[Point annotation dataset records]
============

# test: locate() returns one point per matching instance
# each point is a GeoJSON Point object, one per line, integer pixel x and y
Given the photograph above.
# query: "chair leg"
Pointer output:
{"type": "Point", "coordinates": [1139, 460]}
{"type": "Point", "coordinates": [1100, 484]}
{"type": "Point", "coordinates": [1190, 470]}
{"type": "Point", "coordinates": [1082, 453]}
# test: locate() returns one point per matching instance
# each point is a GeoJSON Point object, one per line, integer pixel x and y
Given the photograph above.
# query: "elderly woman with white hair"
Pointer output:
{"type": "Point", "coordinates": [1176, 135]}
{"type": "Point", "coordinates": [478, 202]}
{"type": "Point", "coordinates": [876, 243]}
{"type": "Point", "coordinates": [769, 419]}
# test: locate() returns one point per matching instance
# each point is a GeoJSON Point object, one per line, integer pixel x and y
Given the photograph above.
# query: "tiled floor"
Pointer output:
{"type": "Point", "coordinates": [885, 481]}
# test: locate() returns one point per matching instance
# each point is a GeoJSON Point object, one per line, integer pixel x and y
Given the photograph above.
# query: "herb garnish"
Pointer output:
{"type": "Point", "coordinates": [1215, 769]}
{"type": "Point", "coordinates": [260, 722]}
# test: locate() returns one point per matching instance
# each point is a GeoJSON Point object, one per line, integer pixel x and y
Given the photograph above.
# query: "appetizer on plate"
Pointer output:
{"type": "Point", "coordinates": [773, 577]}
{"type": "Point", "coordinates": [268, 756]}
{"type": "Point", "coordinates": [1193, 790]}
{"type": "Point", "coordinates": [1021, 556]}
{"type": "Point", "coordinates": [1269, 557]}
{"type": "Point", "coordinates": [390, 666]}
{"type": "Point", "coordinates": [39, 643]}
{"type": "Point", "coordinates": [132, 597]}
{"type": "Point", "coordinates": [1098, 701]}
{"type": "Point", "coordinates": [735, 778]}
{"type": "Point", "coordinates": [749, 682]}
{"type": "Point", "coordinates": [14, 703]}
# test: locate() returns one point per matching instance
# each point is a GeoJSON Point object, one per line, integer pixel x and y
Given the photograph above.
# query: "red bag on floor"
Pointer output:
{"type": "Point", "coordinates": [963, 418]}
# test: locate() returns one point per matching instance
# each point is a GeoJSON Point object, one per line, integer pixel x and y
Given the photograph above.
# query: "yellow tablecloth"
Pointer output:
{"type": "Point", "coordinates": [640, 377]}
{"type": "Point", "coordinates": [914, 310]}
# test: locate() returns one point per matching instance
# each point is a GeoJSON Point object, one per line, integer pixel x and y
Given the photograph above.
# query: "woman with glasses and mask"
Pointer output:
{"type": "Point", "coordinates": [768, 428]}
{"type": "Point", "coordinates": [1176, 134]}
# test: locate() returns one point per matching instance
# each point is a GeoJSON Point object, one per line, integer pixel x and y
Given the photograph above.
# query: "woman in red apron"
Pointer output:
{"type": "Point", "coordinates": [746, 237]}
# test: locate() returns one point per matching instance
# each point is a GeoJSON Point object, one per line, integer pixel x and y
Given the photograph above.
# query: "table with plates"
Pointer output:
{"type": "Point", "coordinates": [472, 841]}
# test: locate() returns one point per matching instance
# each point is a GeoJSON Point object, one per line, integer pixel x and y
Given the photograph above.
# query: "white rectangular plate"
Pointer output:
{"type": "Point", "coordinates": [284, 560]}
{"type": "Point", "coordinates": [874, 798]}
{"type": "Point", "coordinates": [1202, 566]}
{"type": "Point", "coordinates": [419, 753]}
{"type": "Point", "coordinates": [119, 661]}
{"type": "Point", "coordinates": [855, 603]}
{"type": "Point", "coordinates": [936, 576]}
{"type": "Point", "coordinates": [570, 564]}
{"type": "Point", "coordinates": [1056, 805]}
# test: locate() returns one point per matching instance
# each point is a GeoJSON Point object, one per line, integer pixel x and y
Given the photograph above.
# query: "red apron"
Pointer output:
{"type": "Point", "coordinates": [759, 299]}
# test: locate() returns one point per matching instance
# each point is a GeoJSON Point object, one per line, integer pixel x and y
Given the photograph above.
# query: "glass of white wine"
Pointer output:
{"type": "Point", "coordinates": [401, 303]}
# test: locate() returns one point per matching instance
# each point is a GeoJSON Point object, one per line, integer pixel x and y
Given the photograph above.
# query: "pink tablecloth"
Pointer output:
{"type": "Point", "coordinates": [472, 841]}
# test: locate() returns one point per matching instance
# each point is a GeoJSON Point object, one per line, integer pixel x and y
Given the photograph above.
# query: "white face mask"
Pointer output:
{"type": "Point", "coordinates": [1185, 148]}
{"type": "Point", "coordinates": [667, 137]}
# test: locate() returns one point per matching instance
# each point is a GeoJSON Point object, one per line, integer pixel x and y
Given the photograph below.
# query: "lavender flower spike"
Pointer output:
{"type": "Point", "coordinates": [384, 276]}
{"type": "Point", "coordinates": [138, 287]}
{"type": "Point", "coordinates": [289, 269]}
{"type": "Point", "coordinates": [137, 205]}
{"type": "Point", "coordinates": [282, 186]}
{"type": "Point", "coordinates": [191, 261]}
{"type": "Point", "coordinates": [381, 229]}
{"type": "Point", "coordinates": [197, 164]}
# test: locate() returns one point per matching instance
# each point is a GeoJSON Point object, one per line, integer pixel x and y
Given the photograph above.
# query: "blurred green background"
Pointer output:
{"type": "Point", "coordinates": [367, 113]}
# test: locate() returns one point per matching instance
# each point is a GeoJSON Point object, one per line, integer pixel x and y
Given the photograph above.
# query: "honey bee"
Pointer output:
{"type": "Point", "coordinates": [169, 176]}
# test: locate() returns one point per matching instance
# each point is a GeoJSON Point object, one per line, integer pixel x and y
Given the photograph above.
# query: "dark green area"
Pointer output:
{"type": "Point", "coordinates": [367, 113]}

============

Written instruction
Copy down the whole of the data above, matching it exactly.

Answer for the task
# test: locate() returns one point per matching instance
# each point is a GeoJSON Point object, one per line, integer pixel x and y
Given the photograph above.
# query: "chair leg"
Pointer output:
{"type": "Point", "coordinates": [1139, 460]}
{"type": "Point", "coordinates": [1100, 484]}
{"type": "Point", "coordinates": [1190, 470]}
{"type": "Point", "coordinates": [1082, 453]}
# test: locate() returns one point per matching instance
# each point is a GeoJSON Point object, one per line, integer pixel x and y
Given the photograph above.
# query: "elderly woman with white hair"
Pointer output:
{"type": "Point", "coordinates": [1176, 135]}
{"type": "Point", "coordinates": [478, 202]}
{"type": "Point", "coordinates": [876, 243]}
{"type": "Point", "coordinates": [769, 419]}
# test: locate() returns one point per matching instance
# each point is a GeoJSON Point object, one per line, integer pixel x and y
Given the photograph above.
# query: "tiled floor"
Pointer output:
{"type": "Point", "coordinates": [885, 481]}
# test: locate() returns one point per matching instance
# each point is a GeoJSON Point object, one per line, integer pixel x and y
Given the photograph above.
# query: "herb garnish"
Pointer output:
{"type": "Point", "coordinates": [1215, 769]}
{"type": "Point", "coordinates": [260, 722]}
# test: locate() returns one point per matching instance
# each point is a GeoJSON Point object, one per line, integer pixel x and y
Given the photograph above.
# query: "appetizer on plate"
Pointer output:
{"type": "Point", "coordinates": [773, 577]}
{"type": "Point", "coordinates": [268, 756]}
{"type": "Point", "coordinates": [1193, 790]}
{"type": "Point", "coordinates": [1021, 556]}
{"type": "Point", "coordinates": [1269, 557]}
{"type": "Point", "coordinates": [390, 666]}
{"type": "Point", "coordinates": [39, 643]}
{"type": "Point", "coordinates": [132, 597]}
{"type": "Point", "coordinates": [1098, 701]}
{"type": "Point", "coordinates": [735, 778]}
{"type": "Point", "coordinates": [749, 682]}
{"type": "Point", "coordinates": [14, 703]}
# test: locate() returns one point per matching instance
# each point is a GeoJSON Point object, one per line, integer pixel x and y
Given the photograph above.
# query: "red bag on floor"
Pointer output:
{"type": "Point", "coordinates": [963, 418]}
# test: locate() returns one point per matching instance
# each point is a GeoJSON Point object, one per line, integer pixel x and y
Given the photograph above.
# query: "yellow tablecloth"
Pointer output:
{"type": "Point", "coordinates": [640, 377]}
{"type": "Point", "coordinates": [914, 310]}
# test: locate() returns one point per matching instance
# each point is a GeoJSON Point object, one per line, integer pixel x and y
Given the photograph above.
# query: "woman with glasses and mask"
Pointer output:
{"type": "Point", "coordinates": [768, 428]}
{"type": "Point", "coordinates": [1176, 134]}
# test: locate() returns one point per matching instance
# each point is a GeoJSON Point object, one per line, integer pixel x and y
Given the photograph above.
# query: "woman in red apron"
Pointer output:
{"type": "Point", "coordinates": [746, 237]}
# test: locate() returns one point per matching instance
# each point is a GeoJSON Point object, one per line, integer pixel x and y
Given the photograph above.
# query: "table with plates"
Pointer output:
{"type": "Point", "coordinates": [472, 841]}
# test: locate() returns one point per matching instance
# each point is a GeoJSON Point object, one per line, integer pixel x and y
Given the photograph above.
# query: "white rectangular plate"
Pointer output:
{"type": "Point", "coordinates": [284, 560]}
{"type": "Point", "coordinates": [874, 798]}
{"type": "Point", "coordinates": [1202, 566]}
{"type": "Point", "coordinates": [419, 753]}
{"type": "Point", "coordinates": [119, 661]}
{"type": "Point", "coordinates": [855, 603]}
{"type": "Point", "coordinates": [936, 576]}
{"type": "Point", "coordinates": [570, 564]}
{"type": "Point", "coordinates": [1056, 805]}
# test: locate() returns one point per matching instance
# each point is a GeoJSON Point object, one per line, integer pixel x and y
Given the photograph above.
# query: "red apron"
Pointer output:
{"type": "Point", "coordinates": [759, 299]}
# test: locate() returns one point per matching instance
# each point is a GeoJSON Point object, one per line, integer pixel x and y
Given the photograph above.
# query: "glass of white wine"
Pointer output:
{"type": "Point", "coordinates": [401, 303]}
# test: locate() returns one point per matching instance
# each point is a GeoJSON Point object, one per line, integer pixel x and y
Given the photograph above.
# query: "pink tablecloth"
Pointer output:
{"type": "Point", "coordinates": [472, 841]}
# test: locate() returns one point per matching instance
# each point is a GeoJSON Point object, one per line, integer pixel x and y
Given the photograph above.
# query: "white face mask"
Pointer output:
{"type": "Point", "coordinates": [1185, 148]}
{"type": "Point", "coordinates": [667, 137]}
# test: locate() returns one point per matching instance
# each point is a GeoJSON Point object, one per line, integer pixel x and y
Given the photograph below.
# query: "lavender flower spike"
Pointer output:
{"type": "Point", "coordinates": [384, 276]}
{"type": "Point", "coordinates": [138, 287]}
{"type": "Point", "coordinates": [289, 269]}
{"type": "Point", "coordinates": [137, 205]}
{"type": "Point", "coordinates": [282, 186]}
{"type": "Point", "coordinates": [191, 261]}
{"type": "Point", "coordinates": [381, 229]}
{"type": "Point", "coordinates": [197, 164]}
# test: locate() returns one point per matching instance
# each point is a GeoJSON Point object, one per line, integer pixel x and y
Given the photograph above.
# query: "blurred green background"
Pointer output:
{"type": "Point", "coordinates": [367, 113]}
# test: locate() returns one point per matching instance
# each point is a GeoJSON Point object, one per line, integer pixel x and y
Given the photograph above.
# query: "honey bee"
Pointer output:
{"type": "Point", "coordinates": [169, 176]}
# test: locate() returns one point per matching instance
# each point is a GeoJSON Point object, one per line, integer pixel x and y
Given the photograph above.
# query: "dark green area"
Pointer output:
{"type": "Point", "coordinates": [367, 113]}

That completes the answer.